Task list:
- A) In the text on supply-chain remediation, what is the default setting of the remediate flag in the workflow flow?
- B) Pick up the text on supply-chain remediation after its last sentence and keep writing it.

[[ Passage to read open ]]

The unsupported categories continue to be highlighted in the issue body — they’re just not auto-fixed yet.

The gate lives in workflow config (or user intent), never on the GitHub webhook itself.

  • Workflow flow — set remediate: true on the workflow’s tool.input. Default is off. The flag is per-workflow; toggle it in the workflow editor’s webhook-trigger node.
  • Chat flow — the user’s explicit request gates it. “Resolve the pinning in quantcdn/foo triggers it; “Does CVE-X affect us?” does not. The agent proposes the plan and waits for explicit confirmation in the same conversation before dispatching quant_autonomous_start.

Whatever the entry point, the resulting PR is identical in shape:

  • Branch: supply-chain/remediate-pin-<issue-N>
  • Title: fix: pin supply-chain dependencies
  • Body: Remediates: #N (or the chat session URL), plus a per-pin source citation
  • Diff: only the pins from the plan — never version bumps, never adjacent edits
  • Never auto-merged. A human reviews and merges.

A second remediation run updates the existing PR in place rather than opening duplicates. The branch and PR persist across runs, refreshed on each pass.

[[ Passage to read closed ]]
[[ Dataset open ]]

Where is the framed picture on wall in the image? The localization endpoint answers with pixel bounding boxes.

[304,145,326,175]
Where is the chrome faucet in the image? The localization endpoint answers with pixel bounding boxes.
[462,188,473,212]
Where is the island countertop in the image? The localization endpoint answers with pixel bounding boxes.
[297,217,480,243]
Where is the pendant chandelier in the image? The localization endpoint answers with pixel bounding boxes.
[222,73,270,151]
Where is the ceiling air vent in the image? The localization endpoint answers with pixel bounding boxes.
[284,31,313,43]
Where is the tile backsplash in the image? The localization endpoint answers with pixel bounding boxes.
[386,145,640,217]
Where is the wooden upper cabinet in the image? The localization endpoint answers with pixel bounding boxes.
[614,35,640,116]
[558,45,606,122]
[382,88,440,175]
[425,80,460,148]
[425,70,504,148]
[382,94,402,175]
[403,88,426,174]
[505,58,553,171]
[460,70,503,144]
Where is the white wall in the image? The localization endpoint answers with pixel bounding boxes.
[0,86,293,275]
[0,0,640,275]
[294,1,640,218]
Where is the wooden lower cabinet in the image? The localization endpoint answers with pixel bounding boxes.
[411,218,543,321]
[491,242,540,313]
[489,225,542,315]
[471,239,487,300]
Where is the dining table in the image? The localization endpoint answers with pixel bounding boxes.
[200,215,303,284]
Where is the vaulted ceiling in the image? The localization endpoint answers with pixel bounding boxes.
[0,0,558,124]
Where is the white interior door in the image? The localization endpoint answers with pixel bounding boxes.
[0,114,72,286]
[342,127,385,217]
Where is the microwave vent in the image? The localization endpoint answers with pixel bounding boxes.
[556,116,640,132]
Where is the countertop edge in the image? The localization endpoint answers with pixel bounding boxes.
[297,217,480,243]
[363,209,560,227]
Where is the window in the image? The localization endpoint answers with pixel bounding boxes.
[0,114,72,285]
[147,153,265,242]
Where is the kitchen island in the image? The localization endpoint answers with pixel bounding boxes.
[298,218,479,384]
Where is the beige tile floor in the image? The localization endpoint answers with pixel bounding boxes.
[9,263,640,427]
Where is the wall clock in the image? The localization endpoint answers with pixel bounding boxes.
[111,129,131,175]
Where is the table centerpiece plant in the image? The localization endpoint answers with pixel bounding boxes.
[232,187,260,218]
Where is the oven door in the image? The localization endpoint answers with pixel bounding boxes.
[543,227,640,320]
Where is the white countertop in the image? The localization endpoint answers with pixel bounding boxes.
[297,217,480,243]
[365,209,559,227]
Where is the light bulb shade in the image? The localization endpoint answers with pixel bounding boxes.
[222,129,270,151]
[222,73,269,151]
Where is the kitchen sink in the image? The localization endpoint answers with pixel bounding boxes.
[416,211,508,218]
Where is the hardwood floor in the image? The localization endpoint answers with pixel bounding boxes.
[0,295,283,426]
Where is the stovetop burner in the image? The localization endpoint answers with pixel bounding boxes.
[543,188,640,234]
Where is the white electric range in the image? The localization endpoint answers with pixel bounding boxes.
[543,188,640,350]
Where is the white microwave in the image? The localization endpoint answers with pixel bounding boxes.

[[ Dataset closed ]]

Results of the exercise:
- A) It is off by default.

- B)
A pin only lands in the plan if the SHA / digest resolves from a primary source (the action repo’s tag→ref endpoint, the Docker registry digest API). If the agent cannot resolve a ref authoritatively, the entry is omitted — the issue still flags it as unpinned, just without an automatic fix. The agent never guesses a SHA.

  • It does not edit application code. Even when remediation is enabled, only pinning fixes are applied — never version bumps, refactors, or anything outside the plan.
  • It does not auto-merge. Every remediation PR requires human review.
  • It does not blind-approve PRs. In review mode, it posts a comment by default and only uses REQUEST_CHANGES for genuine high-risk findings.
  • It does not bypass the audit’s read-only stance to “fix while it’s there.” Audit and remediation are separate passes.